# The request
The lines to be copied run from the one containing "Where can the black window" to the end of the material below; reproduce them exactly, including both ends, and nothing more.

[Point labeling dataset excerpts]
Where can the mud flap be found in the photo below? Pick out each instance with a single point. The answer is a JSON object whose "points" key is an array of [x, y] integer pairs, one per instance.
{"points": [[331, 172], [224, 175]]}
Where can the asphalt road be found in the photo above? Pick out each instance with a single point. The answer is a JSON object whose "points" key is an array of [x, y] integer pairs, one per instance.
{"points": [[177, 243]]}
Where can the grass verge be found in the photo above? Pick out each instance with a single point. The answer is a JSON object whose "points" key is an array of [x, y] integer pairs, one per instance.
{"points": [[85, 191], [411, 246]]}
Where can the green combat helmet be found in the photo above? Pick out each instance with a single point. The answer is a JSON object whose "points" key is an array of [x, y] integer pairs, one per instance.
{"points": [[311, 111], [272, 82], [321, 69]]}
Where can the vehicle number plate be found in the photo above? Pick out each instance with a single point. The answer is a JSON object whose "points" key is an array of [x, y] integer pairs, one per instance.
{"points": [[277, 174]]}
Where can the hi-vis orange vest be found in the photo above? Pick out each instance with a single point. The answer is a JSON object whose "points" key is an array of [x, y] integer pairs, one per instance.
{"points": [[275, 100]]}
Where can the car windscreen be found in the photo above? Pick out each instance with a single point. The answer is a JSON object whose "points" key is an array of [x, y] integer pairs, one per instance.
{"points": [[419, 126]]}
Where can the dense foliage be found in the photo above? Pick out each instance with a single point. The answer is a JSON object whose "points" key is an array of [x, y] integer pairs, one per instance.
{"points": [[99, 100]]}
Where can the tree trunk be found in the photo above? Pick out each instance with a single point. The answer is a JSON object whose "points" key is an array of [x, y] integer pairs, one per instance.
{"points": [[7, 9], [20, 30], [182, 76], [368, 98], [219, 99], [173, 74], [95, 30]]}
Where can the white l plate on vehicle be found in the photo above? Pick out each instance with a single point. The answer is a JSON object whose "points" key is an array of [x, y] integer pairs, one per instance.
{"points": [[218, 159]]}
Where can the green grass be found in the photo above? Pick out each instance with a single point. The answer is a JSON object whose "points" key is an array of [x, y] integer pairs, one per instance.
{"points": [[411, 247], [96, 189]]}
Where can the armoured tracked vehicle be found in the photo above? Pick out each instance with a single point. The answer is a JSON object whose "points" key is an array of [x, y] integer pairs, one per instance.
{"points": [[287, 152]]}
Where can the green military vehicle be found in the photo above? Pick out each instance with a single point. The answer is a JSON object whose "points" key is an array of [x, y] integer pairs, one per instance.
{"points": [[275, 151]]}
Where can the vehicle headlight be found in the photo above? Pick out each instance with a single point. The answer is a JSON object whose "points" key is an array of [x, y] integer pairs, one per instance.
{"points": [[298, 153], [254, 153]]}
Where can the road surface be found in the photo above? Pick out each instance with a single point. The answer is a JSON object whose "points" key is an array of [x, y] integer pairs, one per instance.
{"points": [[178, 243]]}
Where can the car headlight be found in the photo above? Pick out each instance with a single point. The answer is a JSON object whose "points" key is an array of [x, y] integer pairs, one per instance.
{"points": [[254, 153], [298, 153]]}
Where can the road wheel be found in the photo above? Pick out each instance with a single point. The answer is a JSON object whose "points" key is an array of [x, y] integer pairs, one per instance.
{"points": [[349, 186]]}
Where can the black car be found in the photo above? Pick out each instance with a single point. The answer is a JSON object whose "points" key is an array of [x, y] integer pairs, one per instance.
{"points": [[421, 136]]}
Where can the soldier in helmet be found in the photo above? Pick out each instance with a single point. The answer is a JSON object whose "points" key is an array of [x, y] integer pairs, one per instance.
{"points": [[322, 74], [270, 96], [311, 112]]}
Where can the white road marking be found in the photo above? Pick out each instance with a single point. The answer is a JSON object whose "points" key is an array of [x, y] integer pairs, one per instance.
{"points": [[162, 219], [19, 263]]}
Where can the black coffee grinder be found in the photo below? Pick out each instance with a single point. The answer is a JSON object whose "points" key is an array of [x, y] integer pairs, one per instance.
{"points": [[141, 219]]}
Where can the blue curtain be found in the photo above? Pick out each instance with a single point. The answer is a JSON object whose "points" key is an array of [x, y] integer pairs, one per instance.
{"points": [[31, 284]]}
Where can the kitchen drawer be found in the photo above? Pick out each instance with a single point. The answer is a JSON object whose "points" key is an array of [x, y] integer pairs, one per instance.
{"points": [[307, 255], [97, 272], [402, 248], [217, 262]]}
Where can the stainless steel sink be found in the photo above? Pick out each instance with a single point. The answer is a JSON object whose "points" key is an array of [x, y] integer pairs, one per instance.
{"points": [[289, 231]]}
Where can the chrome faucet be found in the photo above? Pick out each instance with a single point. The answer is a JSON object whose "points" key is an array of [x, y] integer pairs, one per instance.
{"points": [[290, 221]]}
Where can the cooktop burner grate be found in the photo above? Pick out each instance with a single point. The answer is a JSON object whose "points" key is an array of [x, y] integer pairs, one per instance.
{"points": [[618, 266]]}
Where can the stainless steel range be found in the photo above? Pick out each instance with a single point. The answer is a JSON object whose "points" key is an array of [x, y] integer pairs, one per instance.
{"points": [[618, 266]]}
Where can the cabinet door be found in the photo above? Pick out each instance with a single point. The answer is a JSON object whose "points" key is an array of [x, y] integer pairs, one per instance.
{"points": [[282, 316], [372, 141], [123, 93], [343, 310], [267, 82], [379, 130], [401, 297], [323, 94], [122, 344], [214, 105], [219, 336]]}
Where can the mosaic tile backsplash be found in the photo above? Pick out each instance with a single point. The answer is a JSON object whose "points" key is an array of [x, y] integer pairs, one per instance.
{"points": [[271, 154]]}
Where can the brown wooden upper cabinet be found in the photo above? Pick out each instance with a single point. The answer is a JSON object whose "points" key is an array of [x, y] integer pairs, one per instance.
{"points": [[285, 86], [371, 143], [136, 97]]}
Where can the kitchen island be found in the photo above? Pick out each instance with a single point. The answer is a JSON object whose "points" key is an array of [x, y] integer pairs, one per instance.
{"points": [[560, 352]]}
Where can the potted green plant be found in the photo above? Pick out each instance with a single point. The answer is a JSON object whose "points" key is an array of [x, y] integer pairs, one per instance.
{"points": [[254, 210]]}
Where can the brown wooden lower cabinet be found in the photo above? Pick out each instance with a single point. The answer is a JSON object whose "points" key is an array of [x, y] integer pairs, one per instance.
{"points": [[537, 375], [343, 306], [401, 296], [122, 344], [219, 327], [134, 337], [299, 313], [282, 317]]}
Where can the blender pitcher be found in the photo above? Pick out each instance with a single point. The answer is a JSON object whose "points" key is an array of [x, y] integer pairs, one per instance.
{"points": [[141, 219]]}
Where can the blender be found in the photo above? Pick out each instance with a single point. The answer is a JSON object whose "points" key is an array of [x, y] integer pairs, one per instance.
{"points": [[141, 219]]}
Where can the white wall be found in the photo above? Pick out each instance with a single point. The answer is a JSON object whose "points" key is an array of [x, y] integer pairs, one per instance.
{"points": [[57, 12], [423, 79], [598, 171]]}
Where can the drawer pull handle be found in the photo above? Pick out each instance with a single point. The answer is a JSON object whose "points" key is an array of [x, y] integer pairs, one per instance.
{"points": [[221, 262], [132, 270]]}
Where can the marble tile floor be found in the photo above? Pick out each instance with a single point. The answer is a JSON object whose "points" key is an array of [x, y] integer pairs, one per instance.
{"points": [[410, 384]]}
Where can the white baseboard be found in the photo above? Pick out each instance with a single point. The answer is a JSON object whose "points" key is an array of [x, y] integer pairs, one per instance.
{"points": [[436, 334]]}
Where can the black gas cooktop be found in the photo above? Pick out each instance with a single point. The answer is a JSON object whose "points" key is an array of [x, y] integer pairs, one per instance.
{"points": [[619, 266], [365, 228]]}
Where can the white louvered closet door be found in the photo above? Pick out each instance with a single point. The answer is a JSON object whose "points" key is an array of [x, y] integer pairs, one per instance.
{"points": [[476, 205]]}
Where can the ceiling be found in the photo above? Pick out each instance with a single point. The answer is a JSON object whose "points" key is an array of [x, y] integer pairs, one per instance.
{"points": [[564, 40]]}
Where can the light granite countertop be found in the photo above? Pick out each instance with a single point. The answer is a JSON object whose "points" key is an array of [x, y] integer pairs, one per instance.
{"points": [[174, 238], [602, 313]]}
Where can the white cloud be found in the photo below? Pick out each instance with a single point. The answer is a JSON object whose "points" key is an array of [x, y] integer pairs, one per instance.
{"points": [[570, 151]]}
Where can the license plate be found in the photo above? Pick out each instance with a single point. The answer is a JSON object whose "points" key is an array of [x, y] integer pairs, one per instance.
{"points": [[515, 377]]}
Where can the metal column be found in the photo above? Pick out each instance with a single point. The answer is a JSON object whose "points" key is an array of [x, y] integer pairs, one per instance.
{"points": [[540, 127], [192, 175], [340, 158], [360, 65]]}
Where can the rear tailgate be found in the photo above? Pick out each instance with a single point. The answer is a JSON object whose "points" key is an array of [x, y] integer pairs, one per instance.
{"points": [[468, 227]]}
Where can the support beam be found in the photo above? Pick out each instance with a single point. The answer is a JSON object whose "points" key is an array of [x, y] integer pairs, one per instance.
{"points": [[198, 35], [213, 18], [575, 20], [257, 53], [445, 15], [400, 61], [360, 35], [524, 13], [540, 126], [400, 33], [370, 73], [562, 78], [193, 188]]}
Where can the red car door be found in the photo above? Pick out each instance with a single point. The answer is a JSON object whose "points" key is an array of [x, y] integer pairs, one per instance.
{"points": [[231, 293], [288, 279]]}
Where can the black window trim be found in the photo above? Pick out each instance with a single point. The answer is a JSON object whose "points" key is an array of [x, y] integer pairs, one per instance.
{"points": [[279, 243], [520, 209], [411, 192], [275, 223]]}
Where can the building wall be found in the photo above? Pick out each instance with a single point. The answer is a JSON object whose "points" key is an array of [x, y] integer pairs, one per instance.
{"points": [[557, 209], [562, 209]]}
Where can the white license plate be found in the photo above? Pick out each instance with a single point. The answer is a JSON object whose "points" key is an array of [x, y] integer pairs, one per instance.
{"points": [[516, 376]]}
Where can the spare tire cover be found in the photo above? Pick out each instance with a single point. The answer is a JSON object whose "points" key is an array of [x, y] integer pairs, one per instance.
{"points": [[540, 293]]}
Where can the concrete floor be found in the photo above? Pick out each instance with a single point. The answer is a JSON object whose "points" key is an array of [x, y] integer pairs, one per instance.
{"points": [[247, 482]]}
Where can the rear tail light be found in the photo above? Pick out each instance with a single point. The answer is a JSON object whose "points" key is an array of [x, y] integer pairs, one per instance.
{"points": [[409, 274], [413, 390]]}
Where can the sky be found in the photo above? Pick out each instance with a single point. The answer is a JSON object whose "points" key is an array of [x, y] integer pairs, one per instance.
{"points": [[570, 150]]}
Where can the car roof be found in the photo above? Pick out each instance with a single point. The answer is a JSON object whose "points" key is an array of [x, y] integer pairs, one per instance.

# Written response
Where can the black window trim be found in the photo above? Pick out each instance with a single point. The answer is a JSON object whose "points" key is an array of [x, y] integer pairs, one per instance.
{"points": [[279, 243], [520, 209], [411, 192], [275, 223]]}
Where can the building wall be found in the photo above? Pick out each instance with a single point. The answer is a JSON object whose "points" key is an array of [x, y] integer pairs, one per instance.
{"points": [[557, 209], [562, 209]]}
Where can the white license plate be found in the photo above? Pick out each instance with a single point. The answer is a JSON object whose "points" key is an array of [x, y] integer pairs, one per instance.
{"points": [[516, 376]]}
Where can the spare tire cover be found in the photo above? Pick out each instance with a single point. The answer is a JSON object whose "points" key is an array of [x, y] integer pairs, one per instance.
{"points": [[540, 293]]}
Where can the concrete floor be found in the photo above? Pick out each instance with a single point. The answer is a JSON object whose "points" key is an array of [x, y] integer pairs, one per instance.
{"points": [[247, 482]]}
Where can the rear tail light be found in the photo above? Pick out each instance with a single point. The answer is a JSON object whose "points" key is an array of [x, y] integer pairs, one per instance.
{"points": [[409, 274], [413, 390]]}
Where can the sky be found in the photo above? Pick out each instance with a single point. The answer is a JSON object whose "points" key is an array of [x, y] integer pairs, one per instance.
{"points": [[570, 150]]}
Where can the car roof be found in the photo above? Pick out each instance with a single point. The answer is a JSON object whose "points" key is an array of [x, y] integer pairs, one per instance.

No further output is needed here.